= SET EXERCISE =
Extract each record and reproduce it exactly.

= SUPPLIED RECORDS =
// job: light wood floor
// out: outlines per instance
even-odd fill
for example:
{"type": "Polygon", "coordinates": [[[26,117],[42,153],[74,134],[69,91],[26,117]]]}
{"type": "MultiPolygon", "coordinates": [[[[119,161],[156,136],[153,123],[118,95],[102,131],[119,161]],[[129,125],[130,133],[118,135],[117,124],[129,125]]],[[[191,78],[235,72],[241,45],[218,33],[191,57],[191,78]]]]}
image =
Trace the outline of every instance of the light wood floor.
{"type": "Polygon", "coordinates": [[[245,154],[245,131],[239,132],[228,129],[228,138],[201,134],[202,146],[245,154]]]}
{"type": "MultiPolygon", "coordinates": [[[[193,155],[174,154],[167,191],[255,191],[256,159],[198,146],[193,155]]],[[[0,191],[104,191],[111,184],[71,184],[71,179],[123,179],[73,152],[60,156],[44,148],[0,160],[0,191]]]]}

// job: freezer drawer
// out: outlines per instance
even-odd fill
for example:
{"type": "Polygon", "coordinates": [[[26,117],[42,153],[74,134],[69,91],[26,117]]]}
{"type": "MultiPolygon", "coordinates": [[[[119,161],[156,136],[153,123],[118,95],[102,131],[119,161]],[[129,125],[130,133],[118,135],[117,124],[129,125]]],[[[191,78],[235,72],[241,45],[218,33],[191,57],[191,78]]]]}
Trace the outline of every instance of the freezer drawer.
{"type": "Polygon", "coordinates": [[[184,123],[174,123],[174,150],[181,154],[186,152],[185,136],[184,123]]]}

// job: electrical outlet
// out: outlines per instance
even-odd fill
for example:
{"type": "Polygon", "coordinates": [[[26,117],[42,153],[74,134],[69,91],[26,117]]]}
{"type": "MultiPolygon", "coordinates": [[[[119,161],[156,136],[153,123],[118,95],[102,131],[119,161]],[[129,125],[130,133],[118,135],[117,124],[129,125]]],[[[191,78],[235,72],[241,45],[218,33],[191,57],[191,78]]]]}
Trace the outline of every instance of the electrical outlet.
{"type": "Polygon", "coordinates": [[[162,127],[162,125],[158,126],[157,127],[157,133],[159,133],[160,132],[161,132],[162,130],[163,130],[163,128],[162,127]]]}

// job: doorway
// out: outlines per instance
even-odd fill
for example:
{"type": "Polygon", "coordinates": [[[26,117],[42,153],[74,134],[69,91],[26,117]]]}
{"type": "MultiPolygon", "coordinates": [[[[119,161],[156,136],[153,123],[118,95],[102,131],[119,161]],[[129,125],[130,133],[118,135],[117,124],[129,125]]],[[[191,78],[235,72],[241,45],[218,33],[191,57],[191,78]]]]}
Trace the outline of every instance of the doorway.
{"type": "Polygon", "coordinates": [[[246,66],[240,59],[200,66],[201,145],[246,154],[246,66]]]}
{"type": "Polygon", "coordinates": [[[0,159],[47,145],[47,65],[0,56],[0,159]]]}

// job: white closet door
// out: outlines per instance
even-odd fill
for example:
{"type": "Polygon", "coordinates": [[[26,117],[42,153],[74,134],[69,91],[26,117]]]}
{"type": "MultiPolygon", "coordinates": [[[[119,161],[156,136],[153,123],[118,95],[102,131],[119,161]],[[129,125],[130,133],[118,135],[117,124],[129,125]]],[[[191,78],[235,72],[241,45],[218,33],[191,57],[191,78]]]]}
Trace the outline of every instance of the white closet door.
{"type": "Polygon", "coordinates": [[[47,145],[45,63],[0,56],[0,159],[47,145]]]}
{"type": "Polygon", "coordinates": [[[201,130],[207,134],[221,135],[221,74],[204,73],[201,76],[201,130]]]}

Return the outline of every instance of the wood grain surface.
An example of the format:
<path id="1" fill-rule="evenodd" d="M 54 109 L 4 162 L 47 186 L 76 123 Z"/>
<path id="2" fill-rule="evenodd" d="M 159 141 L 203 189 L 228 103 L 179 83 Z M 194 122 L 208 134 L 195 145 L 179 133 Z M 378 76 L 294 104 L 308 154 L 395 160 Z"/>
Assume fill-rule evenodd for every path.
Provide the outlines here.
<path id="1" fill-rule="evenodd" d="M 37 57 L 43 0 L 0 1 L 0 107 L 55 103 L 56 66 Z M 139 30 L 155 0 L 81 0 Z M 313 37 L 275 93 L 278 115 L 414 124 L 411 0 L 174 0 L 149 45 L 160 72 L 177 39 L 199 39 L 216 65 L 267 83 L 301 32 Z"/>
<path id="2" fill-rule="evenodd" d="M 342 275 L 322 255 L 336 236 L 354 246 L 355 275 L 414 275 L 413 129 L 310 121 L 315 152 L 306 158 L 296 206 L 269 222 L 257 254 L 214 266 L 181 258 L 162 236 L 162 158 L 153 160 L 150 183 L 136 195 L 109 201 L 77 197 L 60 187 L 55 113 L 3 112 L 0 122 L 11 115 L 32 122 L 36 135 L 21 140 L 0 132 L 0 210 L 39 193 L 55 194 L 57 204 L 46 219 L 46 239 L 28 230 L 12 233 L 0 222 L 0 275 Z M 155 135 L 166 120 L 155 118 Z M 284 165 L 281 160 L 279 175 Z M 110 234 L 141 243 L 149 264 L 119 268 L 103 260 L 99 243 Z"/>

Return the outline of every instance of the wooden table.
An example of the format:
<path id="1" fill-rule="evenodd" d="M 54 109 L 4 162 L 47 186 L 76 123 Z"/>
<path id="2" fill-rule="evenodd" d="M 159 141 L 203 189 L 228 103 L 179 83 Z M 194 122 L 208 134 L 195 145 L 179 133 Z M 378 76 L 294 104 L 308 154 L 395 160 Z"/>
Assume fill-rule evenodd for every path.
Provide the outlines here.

= ANSWER TO THE PROBLEM =
// job: light wood floor
// out: outlines per instance
even-odd fill
for example:
{"type": "Polygon", "coordinates": [[[26,117],[42,153],[74,134],[69,91],[26,117]]]}
{"type": "MultiPolygon", "coordinates": [[[[119,161],[156,136],[153,123],[118,95],[102,131],[119,161]],[[129,125],[130,133],[118,135],[117,124],[129,125]]],[[[191,78],[235,72],[241,45],[218,33],[191,57],[191,78]]]]}
image =
Trace the outline of every instance of the light wood floor.
{"type": "Polygon", "coordinates": [[[245,154],[245,131],[239,132],[228,129],[228,138],[201,134],[202,146],[245,154]]]}
{"type": "MultiPolygon", "coordinates": [[[[193,155],[174,154],[167,191],[255,191],[256,159],[198,146],[193,155]]],[[[0,191],[104,191],[111,184],[71,184],[71,179],[123,179],[73,152],[60,156],[44,148],[0,160],[0,191]]]]}

// job: freezer drawer
// out: outlines per instance
even-odd fill
for example:
{"type": "Polygon", "coordinates": [[[26,117],[42,153],[74,134],[69,91],[26,117]]]}
{"type": "MultiPolygon", "coordinates": [[[[119,161],[156,136],[153,123],[118,95],[102,131],[119,161]],[[129,125],[130,133],[118,135],[117,124],[129,125]]],[[[191,78],[235,72],[241,45],[218,33],[191,57],[191,78]]]]}
Trace the outline of every instance of the freezer drawer.
{"type": "Polygon", "coordinates": [[[184,123],[174,123],[174,150],[181,154],[186,152],[185,136],[184,123]]]}

// job: electrical outlet
// out: outlines per instance
even-odd fill
for example:
{"type": "Polygon", "coordinates": [[[26,117],[42,153],[74,134],[69,91],[26,117]]]}
{"type": "MultiPolygon", "coordinates": [[[[119,161],[156,136],[153,123],[118,95],[102,131],[119,161]],[[129,125],[130,133],[118,135],[117,124],[129,125]]],[[[191,78],[235,72],[241,45],[218,33],[191,57],[191,78]]]]}
Trace the outline of every instance of the electrical outlet.
{"type": "Polygon", "coordinates": [[[162,127],[162,125],[158,126],[157,127],[157,133],[159,133],[160,132],[161,132],[162,130],[163,130],[163,128],[162,127]]]}

// job: doorway
// out: outlines per instance
even-odd fill
for example:
{"type": "Polygon", "coordinates": [[[26,117],[42,153],[74,134],[69,91],[26,117]]]}
{"type": "MultiPolygon", "coordinates": [[[[119,161],[156,136],[153,123],[118,95],[102,131],[119,161]],[[129,125],[130,133],[118,135],[117,124],[129,125]]],[[[191,78],[235,72],[241,45],[218,33],[191,57],[191,78]]]]}
Trace the outline of every instance of the doorway.
{"type": "Polygon", "coordinates": [[[246,66],[240,59],[200,66],[201,145],[246,154],[246,66]]]}
{"type": "Polygon", "coordinates": [[[0,159],[47,145],[47,65],[0,56],[0,159]]]}

// job: white closet door
// out: outlines per instance
even-odd fill
for example:
{"type": "Polygon", "coordinates": [[[26,117],[42,153],[74,134],[69,91],[26,117]]]}
{"type": "MultiPolygon", "coordinates": [[[[119,161],[156,136],[153,123],[118,95],[102,131],[119,161]],[[129,125],[130,133],[118,135],[117,124],[129,125]]],[[[191,78],[235,72],[241,45],[218,33],[191,57],[191,78]]]]}
Trace the outline of every instance of the white closet door.
{"type": "Polygon", "coordinates": [[[47,145],[45,63],[0,56],[0,159],[47,145]]]}
{"type": "Polygon", "coordinates": [[[201,130],[207,134],[221,135],[221,74],[204,73],[201,76],[201,130]]]}

Return the outline of every instance of the wood grain surface.
An example of the format:
<path id="1" fill-rule="evenodd" d="M 54 109 L 4 162 L 47 186 L 76 123 Z"/>
<path id="2" fill-rule="evenodd" d="M 159 141 L 203 189 L 228 103 L 179 83 Z M 194 122 L 208 134 L 195 145 L 179 133 Z M 378 76 L 294 104 L 308 154 L 395 160 Z"/>
Assume fill-rule evenodd for every path.
Provide the outlines here.
<path id="1" fill-rule="evenodd" d="M 37 57 L 43 0 L 0 1 L 0 107 L 55 103 L 56 66 Z M 139 30 L 155 0 L 81 0 Z M 313 37 L 275 93 L 278 115 L 414 124 L 411 0 L 174 0 L 149 45 L 160 72 L 177 39 L 199 39 L 216 65 L 267 83 L 301 32 Z"/>
<path id="2" fill-rule="evenodd" d="M 342 275 L 322 255 L 336 236 L 354 246 L 355 275 L 414 275 L 413 129 L 310 121 L 315 152 L 306 158 L 296 206 L 269 222 L 257 254 L 214 266 L 181 258 L 162 236 L 162 158 L 153 160 L 150 183 L 136 195 L 109 201 L 77 197 L 60 187 L 55 113 L 3 112 L 0 122 L 11 115 L 32 122 L 36 135 L 21 140 L 0 132 L 0 210 L 39 193 L 55 194 L 57 204 L 46 219 L 46 239 L 28 230 L 12 233 L 0 222 L 0 275 Z M 155 135 L 166 120 L 155 118 Z M 284 165 L 281 160 L 279 175 Z M 110 234 L 141 243 L 149 264 L 119 268 L 103 260 L 99 243 Z"/>

Return the outline of every instance of the wooden table.
An example of the format:
<path id="1" fill-rule="evenodd" d="M 54 109 L 4 162 L 47 186 L 76 123 Z"/>
<path id="2" fill-rule="evenodd" d="M 159 141 L 203 189 L 228 103 L 179 83 Z M 194 122 L 208 134 L 195 145 L 179 133 Z M 378 76 L 294 104 L 308 154 L 395 160 Z"/>
Assume fill-rule evenodd for every path.
Provide the outlines here.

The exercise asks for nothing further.